**What you will do**
Quote the lines of data below, reproducing every character without any change.

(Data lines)
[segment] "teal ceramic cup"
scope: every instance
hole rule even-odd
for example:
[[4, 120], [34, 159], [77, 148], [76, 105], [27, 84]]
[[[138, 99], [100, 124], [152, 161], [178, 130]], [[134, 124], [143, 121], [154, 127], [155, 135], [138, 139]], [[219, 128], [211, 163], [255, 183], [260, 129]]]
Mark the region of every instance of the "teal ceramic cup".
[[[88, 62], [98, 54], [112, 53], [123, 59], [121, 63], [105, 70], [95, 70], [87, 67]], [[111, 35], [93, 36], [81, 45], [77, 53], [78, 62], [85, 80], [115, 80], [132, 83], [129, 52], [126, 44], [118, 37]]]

**Worked answer**
[segment] "teal ceramic cup"
scope: every instance
hole rule even-odd
for example:
[[4, 120], [34, 159], [77, 148], [76, 105], [27, 84]]
[[[138, 99], [100, 124], [152, 161], [178, 130]], [[134, 124], [143, 121], [154, 127], [155, 135], [138, 139]], [[219, 128], [211, 163], [255, 183], [260, 129]]]
Mark the region of every instance of the "teal ceramic cup".
[[[88, 62], [98, 54], [112, 53], [123, 59], [121, 63], [105, 70], [95, 70], [87, 67]], [[111, 35], [93, 36], [81, 45], [77, 53], [78, 62], [85, 80], [115, 80], [132, 83], [129, 52], [126, 44], [118, 37]]]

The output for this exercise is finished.